Will Purvis {1872-1938} was a member of the White Caps, a group with foundations similar to the Ku Klux Klan. He was convicted of the murder of Will Buckley in 1894 and always maintained his innocence. He scornfully told the jury he would "live longer than the lot of them". He was sentenced to death by hanging, but survived because the noose loosened around his neck. He was imprisoned, pardoned and eventually released. 

Although he was free, he continued to maintain that he had been wrongly convicted. In 1917, Purvis' innocence was finally proven. On his deathbed, another man, Joe Beard, confessed that he had been involved in the ambush and identified the killer as Louis Thornhill. Louis Thornhill was never brought to trial. He had died years prior. Mississippi's law also required the signature of witnesses and a signed copy of the deathbed confession. Since there was no written acknowledgement of the confession, the perpetrator could not be prosecuted.

Information shown
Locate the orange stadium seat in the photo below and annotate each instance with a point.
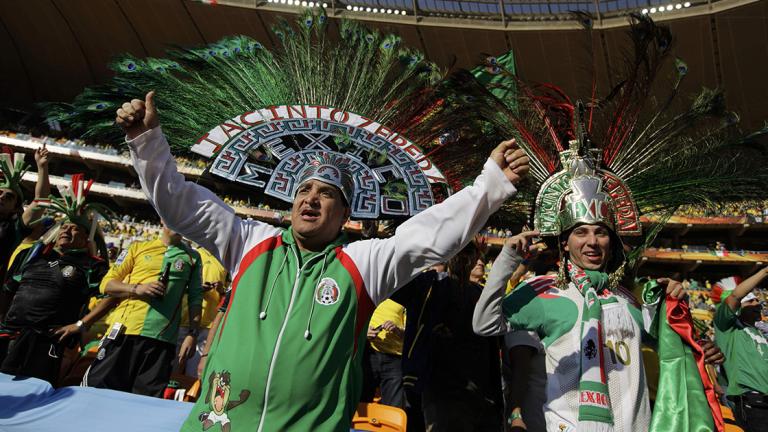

The task
From the passage on Will Purvis, set down word for word the stretch that begins at "Although he was" and runs up to and including "not be prosecuted.".

Correct answer
Although he was free, he continued to maintain that he had been wrongly convicted. In 1917, Purvis' innocence was finally proven. On his deathbed, another man, Joe Beard, confessed that he had been involved in the ambush and identified the killer as Louis Thornhill. Louis Thornhill was never brought to trial. He had died years prior. Mississippi's law also required the signature of witnesses and a signed copy of the deathbed confession. Since there was no written acknowledgement of the confession, the perpetrator could not be prosecuted.